§ WRITTEN EXERCISE
Repeat all of the material exactly as given.
━━━━━ SOURCE DATA ━━━━━
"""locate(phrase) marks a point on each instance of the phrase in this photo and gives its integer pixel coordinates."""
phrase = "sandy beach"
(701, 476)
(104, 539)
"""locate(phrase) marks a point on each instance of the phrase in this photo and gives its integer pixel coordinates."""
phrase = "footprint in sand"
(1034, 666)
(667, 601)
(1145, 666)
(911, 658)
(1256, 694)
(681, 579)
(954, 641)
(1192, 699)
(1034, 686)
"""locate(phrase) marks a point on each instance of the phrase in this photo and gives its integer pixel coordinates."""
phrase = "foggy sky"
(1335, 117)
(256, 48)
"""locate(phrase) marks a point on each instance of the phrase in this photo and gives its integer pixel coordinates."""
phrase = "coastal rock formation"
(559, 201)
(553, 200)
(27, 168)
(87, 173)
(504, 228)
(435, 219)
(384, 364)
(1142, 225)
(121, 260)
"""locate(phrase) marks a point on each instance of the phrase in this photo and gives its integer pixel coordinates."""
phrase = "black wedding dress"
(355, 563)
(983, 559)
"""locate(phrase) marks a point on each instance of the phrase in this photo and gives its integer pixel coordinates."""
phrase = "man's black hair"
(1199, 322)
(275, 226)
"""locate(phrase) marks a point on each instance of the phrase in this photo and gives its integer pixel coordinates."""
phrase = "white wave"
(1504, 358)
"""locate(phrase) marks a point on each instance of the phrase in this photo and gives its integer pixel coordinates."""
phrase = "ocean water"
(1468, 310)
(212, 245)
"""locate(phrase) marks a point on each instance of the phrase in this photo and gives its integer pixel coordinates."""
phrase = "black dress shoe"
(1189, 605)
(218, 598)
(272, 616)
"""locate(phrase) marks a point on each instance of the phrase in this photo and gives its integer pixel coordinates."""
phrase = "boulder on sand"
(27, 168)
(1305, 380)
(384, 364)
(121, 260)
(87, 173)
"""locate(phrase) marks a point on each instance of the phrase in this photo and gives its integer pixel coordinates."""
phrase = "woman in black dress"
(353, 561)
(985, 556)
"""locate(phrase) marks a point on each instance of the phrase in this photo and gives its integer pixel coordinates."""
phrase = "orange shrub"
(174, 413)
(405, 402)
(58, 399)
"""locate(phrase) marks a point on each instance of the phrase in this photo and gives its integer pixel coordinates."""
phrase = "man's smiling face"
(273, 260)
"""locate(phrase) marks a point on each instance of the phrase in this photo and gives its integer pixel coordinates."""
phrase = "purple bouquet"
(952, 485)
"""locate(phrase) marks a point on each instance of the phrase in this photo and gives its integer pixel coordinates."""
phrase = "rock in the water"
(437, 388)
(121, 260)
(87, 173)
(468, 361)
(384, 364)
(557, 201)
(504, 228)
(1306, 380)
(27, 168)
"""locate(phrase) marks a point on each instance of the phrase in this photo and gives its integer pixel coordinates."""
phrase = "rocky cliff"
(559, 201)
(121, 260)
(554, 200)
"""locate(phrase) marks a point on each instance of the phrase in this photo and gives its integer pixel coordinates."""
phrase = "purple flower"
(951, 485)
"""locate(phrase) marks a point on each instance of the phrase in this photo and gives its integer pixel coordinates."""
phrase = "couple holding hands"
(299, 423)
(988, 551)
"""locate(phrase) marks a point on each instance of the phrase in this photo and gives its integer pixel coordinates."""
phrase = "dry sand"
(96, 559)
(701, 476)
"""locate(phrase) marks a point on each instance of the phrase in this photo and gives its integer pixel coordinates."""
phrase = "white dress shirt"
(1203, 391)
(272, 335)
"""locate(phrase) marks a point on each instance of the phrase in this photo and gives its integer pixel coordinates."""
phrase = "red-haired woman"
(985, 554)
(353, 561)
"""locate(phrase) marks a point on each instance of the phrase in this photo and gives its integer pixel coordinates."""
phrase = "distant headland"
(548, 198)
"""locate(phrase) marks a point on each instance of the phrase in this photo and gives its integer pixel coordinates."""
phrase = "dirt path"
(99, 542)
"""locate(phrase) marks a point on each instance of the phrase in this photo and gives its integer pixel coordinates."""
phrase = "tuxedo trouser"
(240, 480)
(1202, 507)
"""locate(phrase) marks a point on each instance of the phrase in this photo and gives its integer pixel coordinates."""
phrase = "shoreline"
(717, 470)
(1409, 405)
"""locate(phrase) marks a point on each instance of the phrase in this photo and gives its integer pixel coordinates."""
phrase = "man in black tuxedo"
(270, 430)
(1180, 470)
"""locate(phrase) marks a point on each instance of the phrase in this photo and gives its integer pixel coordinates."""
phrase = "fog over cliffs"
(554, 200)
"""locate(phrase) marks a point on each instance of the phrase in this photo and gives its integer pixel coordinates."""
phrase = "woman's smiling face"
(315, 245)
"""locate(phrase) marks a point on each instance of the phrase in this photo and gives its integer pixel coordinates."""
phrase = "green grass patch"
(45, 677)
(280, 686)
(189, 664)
━━━━━
§ WRITTEN SOLUTION
"""locate(phrase) marks a point on each instance of the phrase in this photo and gives its integer pixel coordinates."""
phrase = "sandy beach"
(701, 476)
(104, 539)
"""locate(phrase) marks a point on each instance of the phrase in this photo and gives its integer pixel coordinates."""
phrase = "footprint in sand"
(1034, 666)
(667, 601)
(1145, 666)
(911, 658)
(1256, 694)
(681, 579)
(954, 641)
(1192, 699)
(1034, 686)
"""locate(phrase) marks a point on each instance of the phrase in this photo and gives its integer pixel coordinates."""
phrase = "foggy sky"
(1335, 117)
(256, 48)
"""locate(phrase) marks a point on each instance of the phrase in this photo and gives its integer pixel coordinates."""
phrase = "coastal rock formation"
(559, 201)
(553, 200)
(27, 168)
(87, 173)
(504, 228)
(435, 219)
(384, 364)
(1142, 225)
(121, 260)
"""locate(phrase) marks a point on each instance of the phrase in this photo and gives its integer pixel coordinates."""
phrase = "black wedding dress"
(355, 563)
(983, 559)
"""locate(phrase) marks a point on each instance of the phrase in this photo and gives its integer pixel coordinates."""
phrase = "man's black hair"
(1199, 322)
(275, 226)
"""locate(phrase) marks a point on each instance of the phrase in this photo and gives its integer pixel coordinates."""
phrase = "white wave"
(1504, 358)
"""locate(phrase) marks a point on each instance of the phrase in this photo and gives its integer pixel coordinates."""
phrase = "ocean water"
(1468, 310)
(212, 245)
"""locate(phrase) marks a point on each instance of the phrase in this photo and gives its integer pixel coordinates."""
phrase = "black dress shoe"
(1189, 605)
(218, 598)
(272, 616)
"""locate(phrase) marks a point on each instance of the phrase in this photo and gives its integer pixel coordinates."""
phrase = "boulder on sand"
(27, 168)
(1305, 380)
(384, 364)
(121, 260)
(87, 173)
"""locate(phrase) marks a point on each instance of the phrase in this photo and gives its integer pixel coordinates."""
phrase = "woman in black dress"
(353, 561)
(985, 556)
"""locate(phrase) marks a point on each instance of the phrase in this photo and gives its integer pixel coordinates."""
phrase = "orange shrub"
(174, 413)
(405, 402)
(58, 399)
"""locate(phrase) marks a point on each instance of the phrase in this photo and gives its integer pixel coordinates."""
phrase = "man's smiling face"
(273, 260)
"""locate(phrase) marks a point on each instance of the phrase in this photo and gives its integer pixel coordinates."""
phrase = "purple bouquet"
(952, 485)
"""locate(phrase) marks a point on each instance of the phrase in this photo and gives its integer pixel coordinates."""
phrase = "rock in the water"
(437, 388)
(121, 260)
(87, 173)
(468, 361)
(384, 364)
(557, 201)
(504, 228)
(1306, 380)
(27, 168)
"""locate(phrase) marks a point on each instance of the phrase in this photo and gives its integer pixel coordinates."""
phrase = "rocky cliff"
(559, 201)
(121, 260)
(554, 200)
"""locate(phrase) marks a point on each instance of the phrase in this photo and gives its integer pixel coordinates."""
phrase = "purple flower"
(951, 485)
"""locate(phrase) marks a point on each instance of the phrase in this photo and gives its integer pixel coordinates."""
phrase = "couple holding hands"
(299, 423)
(988, 551)
"""locate(phrase) marks a point on each instance of the phrase in this photo and gives its integer pixel coordinates."""
phrase = "dry sand"
(96, 559)
(701, 476)
"""locate(phrase) marks a point on each instance of the phrase in this photo and gives its integer pixel coordinates."""
phrase = "white dress shirt"
(1203, 391)
(272, 335)
"""locate(phrase) marks a point on each instance of the phrase in this photo and gives its integer pixel coordinates."""
phrase = "red-haired woman"
(985, 554)
(353, 561)
"""locate(phrase) marks a point on each instance of the phrase in this photo and gives its integer pixel coordinates."""
phrase = "distant headland"
(548, 198)
"""locate(phrase) marks a point on each instance of the phrase in this photo and gives its integer pixel coordinates."""
phrase = "dirt path"
(99, 542)
"""locate(phrase) marks a point on each instance of the phrase in this photo and gives its integer pixel coordinates."""
phrase = "tuxedo trouser"
(240, 480)
(1202, 507)
"""locate(phrase) marks a point on each instance of the phrase in this photo and gives its integer pixel coordinates."""
phrase = "shoreline"
(717, 470)
(1409, 405)
"""locate(phrase) marks a point on each instance of the phrase in this photo and gives its integer pixel coordinates."""
phrase = "man in black tuxedo"
(270, 430)
(1180, 470)
"""locate(phrase) marks a point on each instance of the phrase in this photo and gives its integer pixel coordinates."""
phrase = "fog over cliffs"
(554, 200)
"""locate(phrase) marks a point on each instance of the phrase in this photo and gives its integer pixel coordinates."""
phrase = "woman's smiling face"
(315, 245)
"""locate(phrase) marks a point on each instance of the phrase in this photo and gives its integer pixel coordinates."""
phrase = "green grass patch"
(45, 677)
(280, 686)
(189, 664)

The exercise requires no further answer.